The last five months have been a whirlwind for the company Fly By Jing.
The California-based brand makes Chinese food items, including a chili crisp sauce that has taken Instagram by storm. Since shelter in place orders began earlier this year, Fly By Jing’s stock began to fly off the shelves. Much of that was thanks to inroads the company made with influencers and social advertising. Now, the company has learned quite a few lessons about how to handle having an item in such hot demand.
For this week’s Modern Retail Talk, founder and CEO Jing Gao spoke about her trials and tribulations during the coronavirus. When quarantine began in the U.S., Gao said, “sales tripled overnight.” It was a heartening development, she went on, thanks to past work the company had been doing: “brand exposure, influencer seeding, paid ads.” They all “paid dividends,” she said.
But nothing could prepare her for what was to come next. In mid-April, the New York Times wrote a weekend feature about Gao and her company. “I had no idea of the reach and impact,” she said. “It was like nothing I ever experienced.”
Indeed, over the course of three days, Fly By Jing sold three months worth of stock. And Gao had to act quick to both fulfill those orders as well as find a way to secure more for potential new customers.

_What to do:_ Continue the article about Fly By Jing's pandemic sales surge from its last sentence. The records have no connection to the article about Fly By Jing.

_Dataset extract:_
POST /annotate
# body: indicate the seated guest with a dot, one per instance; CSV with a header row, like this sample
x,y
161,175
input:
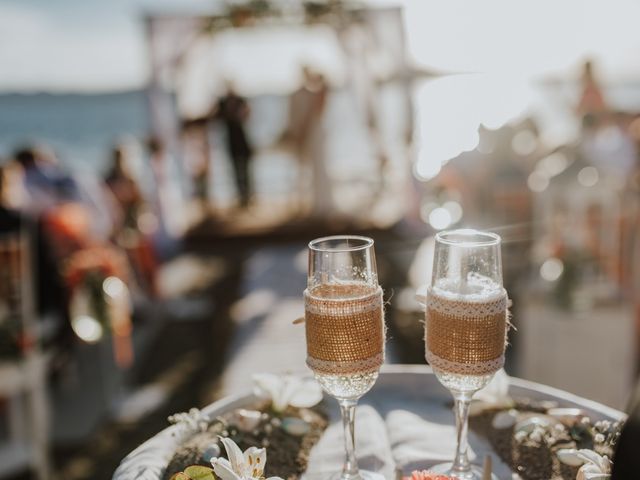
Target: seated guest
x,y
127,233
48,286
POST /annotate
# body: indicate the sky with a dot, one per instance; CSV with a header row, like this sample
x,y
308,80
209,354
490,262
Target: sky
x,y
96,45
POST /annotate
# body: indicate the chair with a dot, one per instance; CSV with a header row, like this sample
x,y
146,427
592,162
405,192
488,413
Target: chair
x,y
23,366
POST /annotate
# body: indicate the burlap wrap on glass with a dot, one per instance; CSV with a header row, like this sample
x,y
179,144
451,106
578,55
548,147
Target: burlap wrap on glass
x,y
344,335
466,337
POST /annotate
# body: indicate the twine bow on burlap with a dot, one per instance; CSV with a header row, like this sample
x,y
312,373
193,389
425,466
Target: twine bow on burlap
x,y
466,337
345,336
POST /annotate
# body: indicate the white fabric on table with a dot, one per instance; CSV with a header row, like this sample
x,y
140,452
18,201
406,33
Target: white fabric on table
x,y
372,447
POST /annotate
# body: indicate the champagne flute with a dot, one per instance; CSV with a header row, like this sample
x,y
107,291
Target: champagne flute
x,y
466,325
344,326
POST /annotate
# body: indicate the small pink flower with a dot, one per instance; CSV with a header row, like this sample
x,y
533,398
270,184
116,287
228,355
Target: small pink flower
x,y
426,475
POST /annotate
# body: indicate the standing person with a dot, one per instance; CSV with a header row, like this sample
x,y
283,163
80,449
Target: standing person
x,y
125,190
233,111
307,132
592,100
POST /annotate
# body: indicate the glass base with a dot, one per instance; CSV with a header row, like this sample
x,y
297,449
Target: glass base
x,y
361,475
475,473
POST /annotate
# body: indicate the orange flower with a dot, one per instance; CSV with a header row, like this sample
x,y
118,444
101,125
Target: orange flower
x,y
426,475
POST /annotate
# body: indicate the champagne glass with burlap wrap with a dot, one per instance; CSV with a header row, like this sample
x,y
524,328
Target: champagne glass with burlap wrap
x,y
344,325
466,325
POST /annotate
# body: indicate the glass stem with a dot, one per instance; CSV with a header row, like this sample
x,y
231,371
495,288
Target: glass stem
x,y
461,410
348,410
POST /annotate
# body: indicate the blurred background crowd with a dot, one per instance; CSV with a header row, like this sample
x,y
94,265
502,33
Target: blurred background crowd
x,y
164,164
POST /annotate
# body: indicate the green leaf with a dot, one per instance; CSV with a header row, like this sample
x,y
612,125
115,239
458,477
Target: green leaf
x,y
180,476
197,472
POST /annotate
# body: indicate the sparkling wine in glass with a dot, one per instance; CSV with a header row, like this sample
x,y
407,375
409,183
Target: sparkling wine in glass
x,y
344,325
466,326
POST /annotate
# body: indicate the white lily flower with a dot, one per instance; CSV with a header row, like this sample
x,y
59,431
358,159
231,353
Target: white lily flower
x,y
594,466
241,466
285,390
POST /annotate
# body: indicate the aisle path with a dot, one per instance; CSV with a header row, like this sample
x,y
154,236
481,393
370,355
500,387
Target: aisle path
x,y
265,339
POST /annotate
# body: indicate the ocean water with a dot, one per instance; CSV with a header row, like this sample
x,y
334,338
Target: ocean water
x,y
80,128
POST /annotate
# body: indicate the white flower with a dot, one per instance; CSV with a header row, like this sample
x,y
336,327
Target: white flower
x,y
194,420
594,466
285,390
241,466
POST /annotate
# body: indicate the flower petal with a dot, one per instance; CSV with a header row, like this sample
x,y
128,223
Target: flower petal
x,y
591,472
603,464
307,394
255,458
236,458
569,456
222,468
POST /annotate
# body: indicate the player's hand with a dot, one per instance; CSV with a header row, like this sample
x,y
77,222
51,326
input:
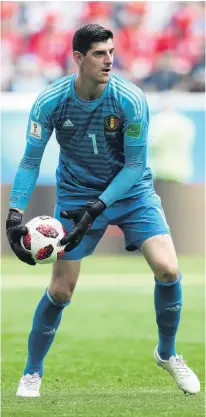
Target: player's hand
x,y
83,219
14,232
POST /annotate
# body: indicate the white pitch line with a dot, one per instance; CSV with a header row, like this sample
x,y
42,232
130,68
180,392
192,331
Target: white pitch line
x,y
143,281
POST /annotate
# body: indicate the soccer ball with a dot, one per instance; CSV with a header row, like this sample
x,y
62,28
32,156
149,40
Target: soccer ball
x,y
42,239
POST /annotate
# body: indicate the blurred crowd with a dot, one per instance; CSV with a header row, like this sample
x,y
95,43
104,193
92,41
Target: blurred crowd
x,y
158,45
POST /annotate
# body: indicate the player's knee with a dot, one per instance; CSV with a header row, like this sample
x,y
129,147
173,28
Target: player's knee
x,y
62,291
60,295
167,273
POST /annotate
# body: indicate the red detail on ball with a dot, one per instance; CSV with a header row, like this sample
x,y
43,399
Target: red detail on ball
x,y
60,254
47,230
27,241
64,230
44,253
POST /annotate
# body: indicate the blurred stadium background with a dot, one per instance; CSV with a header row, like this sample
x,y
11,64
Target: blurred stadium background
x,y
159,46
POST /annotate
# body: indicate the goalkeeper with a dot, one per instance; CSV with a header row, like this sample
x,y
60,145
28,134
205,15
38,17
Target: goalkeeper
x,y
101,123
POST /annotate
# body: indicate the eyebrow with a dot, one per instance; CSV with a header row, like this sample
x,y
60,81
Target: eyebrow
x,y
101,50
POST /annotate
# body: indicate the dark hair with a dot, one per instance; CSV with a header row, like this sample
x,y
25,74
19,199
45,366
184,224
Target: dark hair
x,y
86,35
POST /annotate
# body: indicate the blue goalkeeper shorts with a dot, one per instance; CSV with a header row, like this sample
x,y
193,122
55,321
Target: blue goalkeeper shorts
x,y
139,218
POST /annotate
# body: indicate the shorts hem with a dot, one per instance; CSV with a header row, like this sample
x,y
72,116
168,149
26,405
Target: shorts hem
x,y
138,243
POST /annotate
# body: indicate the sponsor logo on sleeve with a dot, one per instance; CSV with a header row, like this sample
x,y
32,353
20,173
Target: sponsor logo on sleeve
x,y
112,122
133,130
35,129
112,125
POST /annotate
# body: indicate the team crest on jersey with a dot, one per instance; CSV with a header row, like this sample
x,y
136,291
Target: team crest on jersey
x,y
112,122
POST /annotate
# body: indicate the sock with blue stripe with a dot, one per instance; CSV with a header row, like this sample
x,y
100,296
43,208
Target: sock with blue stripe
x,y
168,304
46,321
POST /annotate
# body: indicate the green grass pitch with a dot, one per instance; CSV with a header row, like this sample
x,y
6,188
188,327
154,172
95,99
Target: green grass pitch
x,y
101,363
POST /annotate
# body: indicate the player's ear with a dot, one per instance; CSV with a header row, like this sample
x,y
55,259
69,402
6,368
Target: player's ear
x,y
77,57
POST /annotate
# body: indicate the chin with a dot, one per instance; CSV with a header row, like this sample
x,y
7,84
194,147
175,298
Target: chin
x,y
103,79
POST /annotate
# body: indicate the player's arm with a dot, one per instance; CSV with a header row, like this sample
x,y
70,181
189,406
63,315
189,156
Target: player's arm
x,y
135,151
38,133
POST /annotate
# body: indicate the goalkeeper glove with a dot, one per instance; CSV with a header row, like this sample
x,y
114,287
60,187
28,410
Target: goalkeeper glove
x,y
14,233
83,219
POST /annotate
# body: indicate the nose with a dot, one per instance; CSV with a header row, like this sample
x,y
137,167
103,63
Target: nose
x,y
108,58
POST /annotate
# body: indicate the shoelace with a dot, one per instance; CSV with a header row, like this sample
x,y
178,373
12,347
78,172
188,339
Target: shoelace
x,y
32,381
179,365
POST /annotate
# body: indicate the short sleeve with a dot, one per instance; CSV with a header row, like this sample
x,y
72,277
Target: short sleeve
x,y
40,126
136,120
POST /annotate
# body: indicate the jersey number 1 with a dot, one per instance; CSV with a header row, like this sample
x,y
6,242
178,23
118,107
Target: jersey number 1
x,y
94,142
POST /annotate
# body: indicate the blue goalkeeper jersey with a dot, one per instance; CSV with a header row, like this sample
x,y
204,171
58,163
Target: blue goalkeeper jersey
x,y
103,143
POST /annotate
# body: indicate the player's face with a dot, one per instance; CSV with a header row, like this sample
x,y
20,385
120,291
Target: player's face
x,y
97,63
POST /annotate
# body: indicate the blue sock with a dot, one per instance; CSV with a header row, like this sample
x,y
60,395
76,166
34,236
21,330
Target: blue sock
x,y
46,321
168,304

_Answer section:_
This involved finding a new company to make the sauce in China, since many factories were closed down. Not only that, but this new order was unable to be bottled overseas. As a result, Gao had to seek out and put in place a brand new supply chain in the U.S. This meant finding co-packers, manufacturers and label printers to put the finishing touches on her product — something she had never done before.
The process was long and arduous, and it tripled Fly By Jing’s costs. Not only that, but there were even more stumbling blocks ahead until Gao was finally able to have her products ready to be shipped to her thousands of pre-order customers.
Along the way, the founder learned how keep up with demand as well as accurately message to customers about all the delays. Growing a business is hard, but it’s even more difficult if you’re forced to triple your size overnight. One of the lessons nearly every online brand founder has learned during the last few months is how to diversify all parts of the supply chain. Fly By Jing is no exception.
During this week’s Talk, Gao delved into all of the once-unknowns she’s now learned, as well as what she’s changed to make her business more efficient.